Raw data —
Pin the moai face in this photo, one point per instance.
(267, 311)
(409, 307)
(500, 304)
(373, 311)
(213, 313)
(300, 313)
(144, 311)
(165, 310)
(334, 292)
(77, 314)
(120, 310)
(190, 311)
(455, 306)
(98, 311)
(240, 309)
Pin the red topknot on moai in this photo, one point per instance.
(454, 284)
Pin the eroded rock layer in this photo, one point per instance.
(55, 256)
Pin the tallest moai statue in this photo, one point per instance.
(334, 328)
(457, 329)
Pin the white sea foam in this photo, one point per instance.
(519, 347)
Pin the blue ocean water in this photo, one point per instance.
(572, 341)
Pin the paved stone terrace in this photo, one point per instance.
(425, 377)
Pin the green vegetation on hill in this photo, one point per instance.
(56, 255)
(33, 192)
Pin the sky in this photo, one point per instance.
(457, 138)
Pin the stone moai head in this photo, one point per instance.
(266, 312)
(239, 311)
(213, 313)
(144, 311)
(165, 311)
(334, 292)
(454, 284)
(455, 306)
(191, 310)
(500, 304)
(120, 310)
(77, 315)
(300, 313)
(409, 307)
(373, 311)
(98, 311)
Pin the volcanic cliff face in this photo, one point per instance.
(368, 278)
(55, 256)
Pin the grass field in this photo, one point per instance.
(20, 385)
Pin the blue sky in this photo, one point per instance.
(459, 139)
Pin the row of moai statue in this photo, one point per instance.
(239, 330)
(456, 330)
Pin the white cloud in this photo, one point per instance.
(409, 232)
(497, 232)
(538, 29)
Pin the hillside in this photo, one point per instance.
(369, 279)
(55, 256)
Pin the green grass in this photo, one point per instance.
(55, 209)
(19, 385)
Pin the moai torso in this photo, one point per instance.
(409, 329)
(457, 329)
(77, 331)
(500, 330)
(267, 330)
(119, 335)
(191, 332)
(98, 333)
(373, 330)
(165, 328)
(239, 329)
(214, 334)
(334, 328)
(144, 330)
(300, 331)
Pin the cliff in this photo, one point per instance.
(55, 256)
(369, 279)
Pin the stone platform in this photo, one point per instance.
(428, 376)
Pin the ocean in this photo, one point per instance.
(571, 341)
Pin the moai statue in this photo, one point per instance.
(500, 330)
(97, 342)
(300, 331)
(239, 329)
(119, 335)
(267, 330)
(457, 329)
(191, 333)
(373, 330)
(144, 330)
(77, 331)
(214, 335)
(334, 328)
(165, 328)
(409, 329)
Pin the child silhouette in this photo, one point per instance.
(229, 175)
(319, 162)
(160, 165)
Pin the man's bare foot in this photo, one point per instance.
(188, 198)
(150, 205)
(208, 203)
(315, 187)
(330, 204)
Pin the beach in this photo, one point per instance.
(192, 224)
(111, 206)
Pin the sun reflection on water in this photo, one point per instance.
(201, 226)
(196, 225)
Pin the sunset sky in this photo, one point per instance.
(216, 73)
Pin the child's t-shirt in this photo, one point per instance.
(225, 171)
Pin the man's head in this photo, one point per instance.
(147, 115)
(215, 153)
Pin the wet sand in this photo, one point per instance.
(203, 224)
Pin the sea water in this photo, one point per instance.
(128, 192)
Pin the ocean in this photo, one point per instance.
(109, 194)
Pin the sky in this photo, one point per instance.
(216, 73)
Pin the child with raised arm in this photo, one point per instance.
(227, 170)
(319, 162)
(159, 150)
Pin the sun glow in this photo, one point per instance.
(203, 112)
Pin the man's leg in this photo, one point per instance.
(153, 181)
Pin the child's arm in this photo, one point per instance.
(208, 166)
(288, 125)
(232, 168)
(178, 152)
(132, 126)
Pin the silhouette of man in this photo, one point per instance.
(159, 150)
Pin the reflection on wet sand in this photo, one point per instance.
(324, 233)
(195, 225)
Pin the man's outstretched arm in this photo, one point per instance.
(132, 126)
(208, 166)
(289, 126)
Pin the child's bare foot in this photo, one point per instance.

Task description — May I have exactly the lines from the one containing "Pin the man's head" through the last line of the data, both included?

Written solution —
Pin the man's head in this photo, one point per instance.
(147, 115)
(215, 153)
Pin the wet sand in this photo, one point per instance.
(203, 224)
Pin the sea water in this photo, one point per instance.
(128, 192)
Pin the ocean in this photo, one point per instance.
(109, 194)
Pin the sky in this photo, one point per instance.
(216, 73)
Pin the child with raised arm in this photo, one point per instance.
(227, 170)
(319, 162)
(159, 150)
Pin the sun glow in this photo, one point per instance.
(203, 112)
Pin the man's leg in this photo, one point per instance.
(153, 181)
Pin the child's arm in this photo, one point per instance.
(208, 166)
(288, 125)
(232, 168)
(178, 152)
(132, 126)
Pin the silhouette of man in this photo, one point per instance.
(159, 150)
Pin the reflection on wet sand in this photo, one point per instance.
(324, 233)
(195, 225)
Pin the man's outstretched arm in this photo, one point per instance.
(132, 126)
(208, 166)
(289, 126)
Pin the child's bare foot in this photo, one point per instance.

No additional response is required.